+++ Provided material +++
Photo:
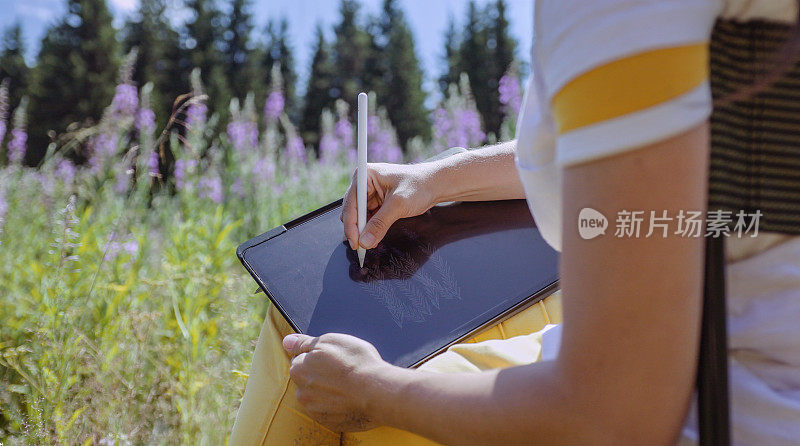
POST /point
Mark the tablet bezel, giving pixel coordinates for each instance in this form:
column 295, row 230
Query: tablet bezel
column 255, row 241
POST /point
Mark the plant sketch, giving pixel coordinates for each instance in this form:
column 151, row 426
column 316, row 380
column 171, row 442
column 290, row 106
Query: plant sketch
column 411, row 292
+++
+++ Provided material +++
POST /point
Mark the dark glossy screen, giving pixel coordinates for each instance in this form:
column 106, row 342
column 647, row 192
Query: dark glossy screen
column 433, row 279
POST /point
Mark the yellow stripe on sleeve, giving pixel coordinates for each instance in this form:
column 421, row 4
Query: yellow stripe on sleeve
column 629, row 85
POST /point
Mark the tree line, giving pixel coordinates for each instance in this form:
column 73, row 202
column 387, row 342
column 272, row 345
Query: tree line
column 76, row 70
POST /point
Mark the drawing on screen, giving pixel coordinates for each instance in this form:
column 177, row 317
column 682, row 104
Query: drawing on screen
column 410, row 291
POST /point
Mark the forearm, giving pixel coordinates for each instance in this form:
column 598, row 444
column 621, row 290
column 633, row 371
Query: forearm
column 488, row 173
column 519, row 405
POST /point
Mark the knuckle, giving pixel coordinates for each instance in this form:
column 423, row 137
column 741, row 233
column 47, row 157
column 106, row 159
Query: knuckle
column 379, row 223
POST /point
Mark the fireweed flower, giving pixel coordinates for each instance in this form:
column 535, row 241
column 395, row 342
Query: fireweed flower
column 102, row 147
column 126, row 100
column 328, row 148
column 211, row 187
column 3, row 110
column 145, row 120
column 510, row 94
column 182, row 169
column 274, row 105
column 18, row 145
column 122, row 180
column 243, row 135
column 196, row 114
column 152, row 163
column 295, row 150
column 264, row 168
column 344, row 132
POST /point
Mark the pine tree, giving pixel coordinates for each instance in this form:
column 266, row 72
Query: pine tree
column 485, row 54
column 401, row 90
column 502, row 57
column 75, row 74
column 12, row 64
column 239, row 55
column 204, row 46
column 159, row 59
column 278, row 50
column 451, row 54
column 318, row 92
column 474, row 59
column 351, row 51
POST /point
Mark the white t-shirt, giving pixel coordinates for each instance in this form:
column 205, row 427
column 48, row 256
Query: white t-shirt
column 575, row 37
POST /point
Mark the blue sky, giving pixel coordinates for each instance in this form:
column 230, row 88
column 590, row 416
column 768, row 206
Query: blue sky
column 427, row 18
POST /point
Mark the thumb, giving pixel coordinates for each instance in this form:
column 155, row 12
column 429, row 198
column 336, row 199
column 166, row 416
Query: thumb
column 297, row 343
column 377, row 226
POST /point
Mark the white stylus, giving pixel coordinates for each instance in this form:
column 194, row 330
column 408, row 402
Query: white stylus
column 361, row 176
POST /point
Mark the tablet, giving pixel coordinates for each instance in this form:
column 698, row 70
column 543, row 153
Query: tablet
+++
Try it: Return a word-for-word copy of the lines above from the one holding "Mark the white stylus, giving" through the one holding "column 543, row 153", with both of them included and nothing besides.

Response to this task:
Mark the white stylus, giving pixel coordinates for each instance in this form:
column 194, row 330
column 408, row 402
Query: white stylus
column 361, row 176
POST /point
Mark the tablet, giving pixel coordinates for each instance in this form:
column 698, row 70
column 543, row 153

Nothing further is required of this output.